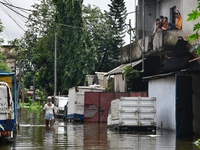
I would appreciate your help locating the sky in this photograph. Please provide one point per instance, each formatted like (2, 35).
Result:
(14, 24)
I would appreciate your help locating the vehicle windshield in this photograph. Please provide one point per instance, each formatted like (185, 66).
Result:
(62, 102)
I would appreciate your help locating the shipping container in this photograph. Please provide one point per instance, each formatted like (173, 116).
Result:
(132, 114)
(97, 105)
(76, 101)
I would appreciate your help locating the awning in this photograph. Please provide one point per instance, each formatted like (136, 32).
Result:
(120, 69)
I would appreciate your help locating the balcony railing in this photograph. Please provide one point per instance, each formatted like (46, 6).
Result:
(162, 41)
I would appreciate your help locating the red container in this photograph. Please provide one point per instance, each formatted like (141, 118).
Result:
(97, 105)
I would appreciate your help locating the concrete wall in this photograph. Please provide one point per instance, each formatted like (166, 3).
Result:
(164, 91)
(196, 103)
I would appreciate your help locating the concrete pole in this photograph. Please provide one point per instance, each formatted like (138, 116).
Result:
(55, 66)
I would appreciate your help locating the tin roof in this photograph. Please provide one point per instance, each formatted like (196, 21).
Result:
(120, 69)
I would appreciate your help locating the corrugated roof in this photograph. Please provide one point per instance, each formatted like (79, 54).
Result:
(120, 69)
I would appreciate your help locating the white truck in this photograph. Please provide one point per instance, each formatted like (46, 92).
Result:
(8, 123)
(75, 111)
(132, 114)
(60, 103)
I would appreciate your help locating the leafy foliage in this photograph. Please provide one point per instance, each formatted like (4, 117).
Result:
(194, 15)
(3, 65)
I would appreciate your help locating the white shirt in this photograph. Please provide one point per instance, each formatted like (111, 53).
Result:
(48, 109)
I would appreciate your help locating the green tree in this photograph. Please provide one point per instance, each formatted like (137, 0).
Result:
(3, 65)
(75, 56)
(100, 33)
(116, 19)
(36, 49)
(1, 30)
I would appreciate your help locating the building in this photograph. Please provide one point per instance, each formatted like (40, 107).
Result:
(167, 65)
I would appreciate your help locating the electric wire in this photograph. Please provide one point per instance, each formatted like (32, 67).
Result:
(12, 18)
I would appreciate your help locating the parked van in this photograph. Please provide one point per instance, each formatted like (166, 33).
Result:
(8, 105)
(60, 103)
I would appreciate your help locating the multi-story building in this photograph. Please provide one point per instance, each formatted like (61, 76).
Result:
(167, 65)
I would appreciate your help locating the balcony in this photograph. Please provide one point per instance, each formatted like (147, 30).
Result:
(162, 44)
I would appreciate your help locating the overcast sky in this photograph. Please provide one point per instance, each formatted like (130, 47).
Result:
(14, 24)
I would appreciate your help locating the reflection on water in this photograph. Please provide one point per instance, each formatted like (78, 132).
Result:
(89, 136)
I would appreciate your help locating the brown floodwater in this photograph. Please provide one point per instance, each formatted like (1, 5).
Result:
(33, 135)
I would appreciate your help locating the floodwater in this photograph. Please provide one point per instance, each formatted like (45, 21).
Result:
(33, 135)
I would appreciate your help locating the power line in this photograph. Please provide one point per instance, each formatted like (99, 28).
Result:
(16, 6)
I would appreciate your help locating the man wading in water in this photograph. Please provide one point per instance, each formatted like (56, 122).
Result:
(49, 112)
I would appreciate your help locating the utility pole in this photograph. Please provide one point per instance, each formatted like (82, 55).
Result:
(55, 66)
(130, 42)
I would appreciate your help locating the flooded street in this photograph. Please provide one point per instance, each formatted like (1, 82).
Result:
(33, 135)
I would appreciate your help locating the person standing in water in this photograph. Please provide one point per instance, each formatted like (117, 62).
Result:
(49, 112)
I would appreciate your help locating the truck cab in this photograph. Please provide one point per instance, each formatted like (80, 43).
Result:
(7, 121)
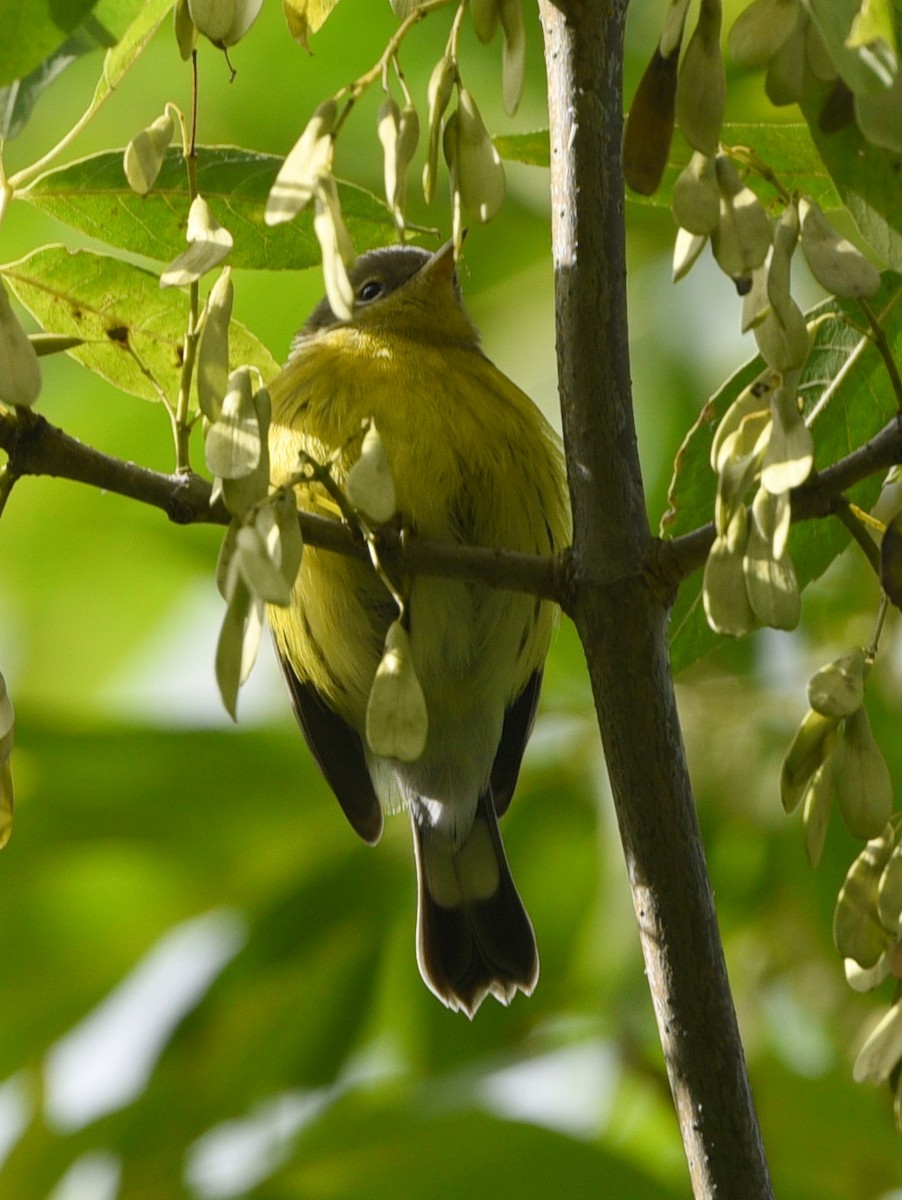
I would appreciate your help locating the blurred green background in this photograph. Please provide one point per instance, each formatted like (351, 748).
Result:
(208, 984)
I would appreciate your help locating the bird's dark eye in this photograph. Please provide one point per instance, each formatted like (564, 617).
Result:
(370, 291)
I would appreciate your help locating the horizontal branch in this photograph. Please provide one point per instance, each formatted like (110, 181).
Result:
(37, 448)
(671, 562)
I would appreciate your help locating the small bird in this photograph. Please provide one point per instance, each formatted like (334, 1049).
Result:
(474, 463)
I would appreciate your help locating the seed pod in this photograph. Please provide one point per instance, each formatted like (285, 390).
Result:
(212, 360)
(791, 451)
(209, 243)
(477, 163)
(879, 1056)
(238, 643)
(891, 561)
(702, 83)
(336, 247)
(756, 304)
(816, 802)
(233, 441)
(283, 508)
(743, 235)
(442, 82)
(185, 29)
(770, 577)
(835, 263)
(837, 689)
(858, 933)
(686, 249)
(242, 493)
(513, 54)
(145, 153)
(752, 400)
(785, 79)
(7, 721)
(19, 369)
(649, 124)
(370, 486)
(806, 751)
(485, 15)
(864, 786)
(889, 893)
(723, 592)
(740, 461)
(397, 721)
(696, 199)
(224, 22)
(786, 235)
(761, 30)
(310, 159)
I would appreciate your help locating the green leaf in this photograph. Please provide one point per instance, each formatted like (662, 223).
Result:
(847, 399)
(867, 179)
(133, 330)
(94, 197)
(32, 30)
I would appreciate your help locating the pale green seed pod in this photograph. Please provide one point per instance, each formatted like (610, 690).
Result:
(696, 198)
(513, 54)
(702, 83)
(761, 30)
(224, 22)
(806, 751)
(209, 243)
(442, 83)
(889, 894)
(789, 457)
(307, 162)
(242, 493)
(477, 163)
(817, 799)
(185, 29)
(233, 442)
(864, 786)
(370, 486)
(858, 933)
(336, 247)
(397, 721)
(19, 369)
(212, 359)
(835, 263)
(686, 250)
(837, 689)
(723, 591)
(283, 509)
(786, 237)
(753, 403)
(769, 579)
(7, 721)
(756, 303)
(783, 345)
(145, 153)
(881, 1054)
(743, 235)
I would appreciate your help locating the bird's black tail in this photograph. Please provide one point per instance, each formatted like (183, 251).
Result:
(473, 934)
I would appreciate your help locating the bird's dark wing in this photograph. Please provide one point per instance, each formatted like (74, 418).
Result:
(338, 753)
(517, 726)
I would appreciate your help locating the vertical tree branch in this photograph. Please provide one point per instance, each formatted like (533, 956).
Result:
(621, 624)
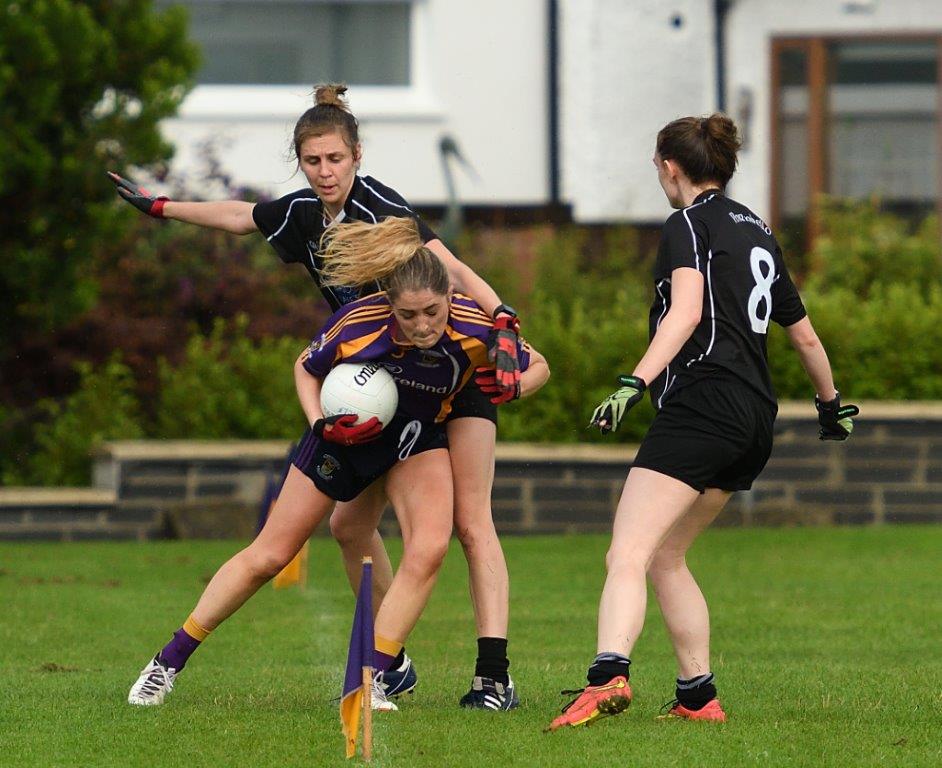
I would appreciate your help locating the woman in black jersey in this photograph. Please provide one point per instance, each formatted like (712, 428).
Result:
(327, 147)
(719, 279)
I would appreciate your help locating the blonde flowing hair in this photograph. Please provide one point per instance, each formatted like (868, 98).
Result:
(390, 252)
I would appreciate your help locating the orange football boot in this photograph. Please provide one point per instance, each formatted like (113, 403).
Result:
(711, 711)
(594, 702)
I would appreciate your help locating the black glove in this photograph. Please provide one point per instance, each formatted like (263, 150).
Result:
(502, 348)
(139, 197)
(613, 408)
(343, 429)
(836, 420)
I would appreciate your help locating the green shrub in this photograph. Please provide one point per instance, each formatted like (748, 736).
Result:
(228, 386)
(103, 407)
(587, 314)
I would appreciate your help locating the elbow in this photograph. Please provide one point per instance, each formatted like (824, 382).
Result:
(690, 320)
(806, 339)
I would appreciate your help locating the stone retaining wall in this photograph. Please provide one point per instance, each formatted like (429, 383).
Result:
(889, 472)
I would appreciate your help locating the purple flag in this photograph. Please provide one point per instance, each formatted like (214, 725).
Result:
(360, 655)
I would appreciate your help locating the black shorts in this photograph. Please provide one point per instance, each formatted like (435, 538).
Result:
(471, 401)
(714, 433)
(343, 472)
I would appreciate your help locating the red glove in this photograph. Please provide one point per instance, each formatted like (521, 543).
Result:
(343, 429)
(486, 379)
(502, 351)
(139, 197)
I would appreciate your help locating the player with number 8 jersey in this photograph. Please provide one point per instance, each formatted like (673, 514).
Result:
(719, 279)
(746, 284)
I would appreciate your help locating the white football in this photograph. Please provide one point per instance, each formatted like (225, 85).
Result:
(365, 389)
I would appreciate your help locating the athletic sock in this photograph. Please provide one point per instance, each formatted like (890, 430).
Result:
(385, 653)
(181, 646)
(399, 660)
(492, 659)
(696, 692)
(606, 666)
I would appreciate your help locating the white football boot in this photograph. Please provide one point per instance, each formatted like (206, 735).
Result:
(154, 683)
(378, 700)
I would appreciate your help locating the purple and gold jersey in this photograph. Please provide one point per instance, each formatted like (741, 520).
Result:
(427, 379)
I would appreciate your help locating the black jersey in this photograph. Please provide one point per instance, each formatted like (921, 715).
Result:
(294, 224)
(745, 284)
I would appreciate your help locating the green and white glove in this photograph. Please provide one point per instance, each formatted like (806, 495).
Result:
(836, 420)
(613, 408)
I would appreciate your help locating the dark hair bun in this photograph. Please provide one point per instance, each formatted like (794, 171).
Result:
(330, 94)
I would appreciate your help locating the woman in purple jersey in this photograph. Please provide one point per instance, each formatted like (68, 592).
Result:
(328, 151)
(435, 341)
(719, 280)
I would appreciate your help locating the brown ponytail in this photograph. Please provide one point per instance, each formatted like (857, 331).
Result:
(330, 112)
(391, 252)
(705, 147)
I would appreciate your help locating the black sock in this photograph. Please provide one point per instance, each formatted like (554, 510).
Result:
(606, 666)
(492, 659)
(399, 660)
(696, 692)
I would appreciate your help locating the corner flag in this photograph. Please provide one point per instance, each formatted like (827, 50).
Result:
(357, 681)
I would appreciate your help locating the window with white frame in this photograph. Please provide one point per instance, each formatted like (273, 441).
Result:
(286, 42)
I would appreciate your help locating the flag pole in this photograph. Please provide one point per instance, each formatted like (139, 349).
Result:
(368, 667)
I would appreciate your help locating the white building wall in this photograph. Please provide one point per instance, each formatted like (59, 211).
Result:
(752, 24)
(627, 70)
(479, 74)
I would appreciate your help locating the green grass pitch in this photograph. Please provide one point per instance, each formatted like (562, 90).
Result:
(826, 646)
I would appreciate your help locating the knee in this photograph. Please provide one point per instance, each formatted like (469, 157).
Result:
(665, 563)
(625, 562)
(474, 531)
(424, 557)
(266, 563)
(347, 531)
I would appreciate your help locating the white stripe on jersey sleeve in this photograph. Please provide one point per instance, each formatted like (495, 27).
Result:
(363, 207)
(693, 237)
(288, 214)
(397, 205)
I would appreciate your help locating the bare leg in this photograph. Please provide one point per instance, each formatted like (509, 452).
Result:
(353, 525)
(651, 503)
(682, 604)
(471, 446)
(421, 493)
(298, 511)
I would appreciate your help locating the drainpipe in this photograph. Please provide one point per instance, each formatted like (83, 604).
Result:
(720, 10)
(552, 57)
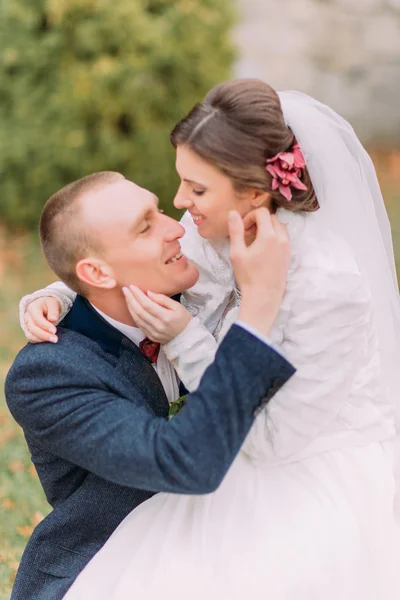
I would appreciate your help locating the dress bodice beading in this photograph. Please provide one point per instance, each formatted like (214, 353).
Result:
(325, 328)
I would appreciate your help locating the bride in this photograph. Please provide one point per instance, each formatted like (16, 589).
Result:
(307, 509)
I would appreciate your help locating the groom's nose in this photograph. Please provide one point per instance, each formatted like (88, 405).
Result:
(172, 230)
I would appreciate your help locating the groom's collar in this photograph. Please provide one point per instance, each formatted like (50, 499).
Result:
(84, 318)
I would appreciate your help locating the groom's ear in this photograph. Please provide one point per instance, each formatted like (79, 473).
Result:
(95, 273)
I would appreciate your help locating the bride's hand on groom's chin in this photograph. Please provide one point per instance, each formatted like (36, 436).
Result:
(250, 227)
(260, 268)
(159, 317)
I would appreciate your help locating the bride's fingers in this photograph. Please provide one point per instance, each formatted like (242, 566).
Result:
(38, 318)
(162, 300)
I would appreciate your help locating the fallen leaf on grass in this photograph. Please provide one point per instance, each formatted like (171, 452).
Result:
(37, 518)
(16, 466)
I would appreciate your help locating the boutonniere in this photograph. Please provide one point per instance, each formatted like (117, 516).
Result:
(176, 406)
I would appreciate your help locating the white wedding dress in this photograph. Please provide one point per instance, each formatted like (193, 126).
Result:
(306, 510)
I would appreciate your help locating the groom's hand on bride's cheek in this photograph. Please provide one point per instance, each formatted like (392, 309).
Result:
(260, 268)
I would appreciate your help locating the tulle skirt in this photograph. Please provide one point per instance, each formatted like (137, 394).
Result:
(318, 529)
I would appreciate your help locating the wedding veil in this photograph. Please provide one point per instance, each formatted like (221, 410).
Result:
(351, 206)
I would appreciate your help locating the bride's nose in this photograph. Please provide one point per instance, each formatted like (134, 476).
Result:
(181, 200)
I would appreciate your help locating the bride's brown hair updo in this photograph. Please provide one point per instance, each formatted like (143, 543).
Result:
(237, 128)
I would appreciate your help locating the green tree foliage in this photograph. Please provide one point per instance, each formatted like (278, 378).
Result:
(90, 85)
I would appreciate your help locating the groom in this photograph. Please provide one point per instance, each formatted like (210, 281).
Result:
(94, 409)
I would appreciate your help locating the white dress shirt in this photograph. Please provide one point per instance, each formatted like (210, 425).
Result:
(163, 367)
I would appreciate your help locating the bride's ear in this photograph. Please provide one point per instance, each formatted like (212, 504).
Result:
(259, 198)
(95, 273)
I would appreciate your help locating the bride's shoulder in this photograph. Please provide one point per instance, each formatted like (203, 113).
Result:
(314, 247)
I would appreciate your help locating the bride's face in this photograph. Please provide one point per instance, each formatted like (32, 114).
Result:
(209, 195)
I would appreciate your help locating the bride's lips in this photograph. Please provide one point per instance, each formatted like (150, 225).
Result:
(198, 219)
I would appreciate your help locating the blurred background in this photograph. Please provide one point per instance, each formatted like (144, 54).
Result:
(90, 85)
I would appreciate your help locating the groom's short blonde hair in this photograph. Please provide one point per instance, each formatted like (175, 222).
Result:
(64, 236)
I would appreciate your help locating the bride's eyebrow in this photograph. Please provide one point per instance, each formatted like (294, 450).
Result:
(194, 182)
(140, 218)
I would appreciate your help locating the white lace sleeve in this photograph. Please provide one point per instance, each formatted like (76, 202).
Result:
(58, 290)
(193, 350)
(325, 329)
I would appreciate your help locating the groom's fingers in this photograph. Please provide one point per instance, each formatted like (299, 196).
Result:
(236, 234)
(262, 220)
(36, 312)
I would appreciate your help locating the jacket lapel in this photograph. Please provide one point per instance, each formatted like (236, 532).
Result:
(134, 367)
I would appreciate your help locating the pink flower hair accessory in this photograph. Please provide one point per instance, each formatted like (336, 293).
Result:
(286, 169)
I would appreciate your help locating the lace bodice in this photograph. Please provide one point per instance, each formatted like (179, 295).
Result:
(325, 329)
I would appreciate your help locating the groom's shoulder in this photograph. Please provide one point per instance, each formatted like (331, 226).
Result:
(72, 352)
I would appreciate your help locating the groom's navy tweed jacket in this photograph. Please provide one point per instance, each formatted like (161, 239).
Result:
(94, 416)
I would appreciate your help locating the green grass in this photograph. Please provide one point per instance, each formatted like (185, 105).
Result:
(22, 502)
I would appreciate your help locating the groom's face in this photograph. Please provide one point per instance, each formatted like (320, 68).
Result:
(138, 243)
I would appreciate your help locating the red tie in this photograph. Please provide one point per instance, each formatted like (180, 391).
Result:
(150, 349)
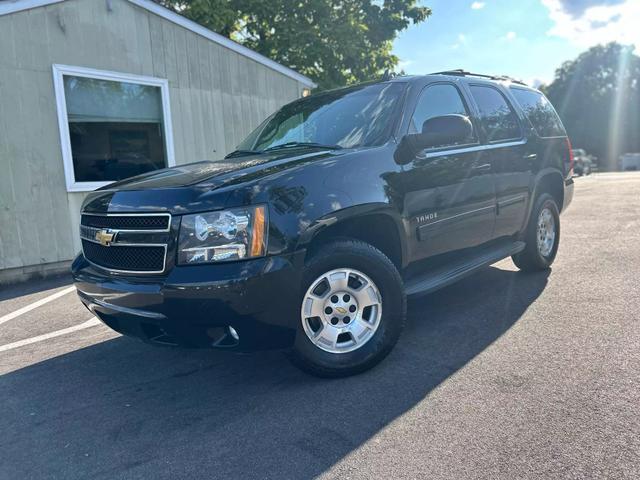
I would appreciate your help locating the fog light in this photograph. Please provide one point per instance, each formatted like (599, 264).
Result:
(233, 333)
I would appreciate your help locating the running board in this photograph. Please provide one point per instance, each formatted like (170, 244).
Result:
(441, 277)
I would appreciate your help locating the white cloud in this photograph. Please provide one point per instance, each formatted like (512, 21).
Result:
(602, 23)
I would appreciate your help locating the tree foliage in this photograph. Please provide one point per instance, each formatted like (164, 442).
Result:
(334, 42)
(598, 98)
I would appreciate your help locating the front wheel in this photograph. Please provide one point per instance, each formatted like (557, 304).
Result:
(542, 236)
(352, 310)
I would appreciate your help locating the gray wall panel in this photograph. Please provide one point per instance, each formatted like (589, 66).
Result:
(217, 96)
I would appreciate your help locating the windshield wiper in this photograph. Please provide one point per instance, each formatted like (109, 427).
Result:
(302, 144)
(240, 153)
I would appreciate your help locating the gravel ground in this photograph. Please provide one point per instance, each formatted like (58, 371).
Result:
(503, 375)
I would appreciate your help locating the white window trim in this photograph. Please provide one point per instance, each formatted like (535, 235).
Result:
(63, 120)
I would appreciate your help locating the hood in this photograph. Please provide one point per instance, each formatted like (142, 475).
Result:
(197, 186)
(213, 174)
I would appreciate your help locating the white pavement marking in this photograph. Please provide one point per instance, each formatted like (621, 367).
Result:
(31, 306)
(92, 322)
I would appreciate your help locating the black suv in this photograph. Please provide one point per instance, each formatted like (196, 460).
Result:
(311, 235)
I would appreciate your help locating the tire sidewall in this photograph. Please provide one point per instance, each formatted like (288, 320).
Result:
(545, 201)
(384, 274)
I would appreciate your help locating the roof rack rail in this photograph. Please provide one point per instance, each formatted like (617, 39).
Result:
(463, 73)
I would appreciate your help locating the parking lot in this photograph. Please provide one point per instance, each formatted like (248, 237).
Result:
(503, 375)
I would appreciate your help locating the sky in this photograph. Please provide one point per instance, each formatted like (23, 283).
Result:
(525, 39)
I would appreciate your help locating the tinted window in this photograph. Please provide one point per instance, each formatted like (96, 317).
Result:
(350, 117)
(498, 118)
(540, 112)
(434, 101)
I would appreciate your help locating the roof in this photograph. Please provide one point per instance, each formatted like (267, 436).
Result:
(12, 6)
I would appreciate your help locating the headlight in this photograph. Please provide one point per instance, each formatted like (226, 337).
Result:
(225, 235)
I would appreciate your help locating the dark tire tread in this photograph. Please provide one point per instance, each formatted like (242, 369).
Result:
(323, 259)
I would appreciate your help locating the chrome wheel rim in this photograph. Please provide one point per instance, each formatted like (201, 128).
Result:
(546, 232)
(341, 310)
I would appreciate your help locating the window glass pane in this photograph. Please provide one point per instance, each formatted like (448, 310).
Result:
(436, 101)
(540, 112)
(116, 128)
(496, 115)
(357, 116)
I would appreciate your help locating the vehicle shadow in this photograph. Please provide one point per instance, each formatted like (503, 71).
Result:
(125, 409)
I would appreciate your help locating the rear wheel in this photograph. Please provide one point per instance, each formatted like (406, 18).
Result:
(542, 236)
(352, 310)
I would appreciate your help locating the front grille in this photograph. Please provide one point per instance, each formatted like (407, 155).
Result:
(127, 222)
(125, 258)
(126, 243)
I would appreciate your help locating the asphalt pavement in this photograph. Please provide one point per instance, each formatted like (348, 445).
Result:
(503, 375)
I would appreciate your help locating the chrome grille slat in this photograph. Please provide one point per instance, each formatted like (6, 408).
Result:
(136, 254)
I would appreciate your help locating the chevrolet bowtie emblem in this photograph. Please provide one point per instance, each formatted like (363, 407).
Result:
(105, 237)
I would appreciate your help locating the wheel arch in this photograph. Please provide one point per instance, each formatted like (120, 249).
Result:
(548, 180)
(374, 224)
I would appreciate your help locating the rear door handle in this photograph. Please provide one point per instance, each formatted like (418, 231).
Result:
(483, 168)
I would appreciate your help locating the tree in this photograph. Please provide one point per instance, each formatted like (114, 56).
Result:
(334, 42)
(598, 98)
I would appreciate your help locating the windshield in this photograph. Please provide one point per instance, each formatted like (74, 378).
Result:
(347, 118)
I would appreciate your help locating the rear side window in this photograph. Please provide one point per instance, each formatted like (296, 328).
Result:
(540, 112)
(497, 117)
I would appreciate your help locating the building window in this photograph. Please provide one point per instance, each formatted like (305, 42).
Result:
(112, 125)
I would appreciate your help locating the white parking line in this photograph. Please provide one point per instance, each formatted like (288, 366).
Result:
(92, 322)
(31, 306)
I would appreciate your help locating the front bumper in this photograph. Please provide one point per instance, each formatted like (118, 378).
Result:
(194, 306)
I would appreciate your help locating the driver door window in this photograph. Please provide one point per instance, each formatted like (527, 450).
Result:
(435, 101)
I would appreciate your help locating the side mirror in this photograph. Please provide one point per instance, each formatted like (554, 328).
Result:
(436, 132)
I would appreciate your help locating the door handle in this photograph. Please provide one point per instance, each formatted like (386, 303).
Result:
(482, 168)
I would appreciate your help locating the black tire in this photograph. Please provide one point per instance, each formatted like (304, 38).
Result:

☆ ☆ ☆

Task goal: Take each line of the material that contains the word "blurred" and list it.

Task solution:
I would appreciate your help locating the blurred green background in this photograph. Please provide one point per instance, each formatted like (351, 748).
I would appreciate your help locating the blurred background in this photograph. Please provide one point per instance, each formatted like (144, 54).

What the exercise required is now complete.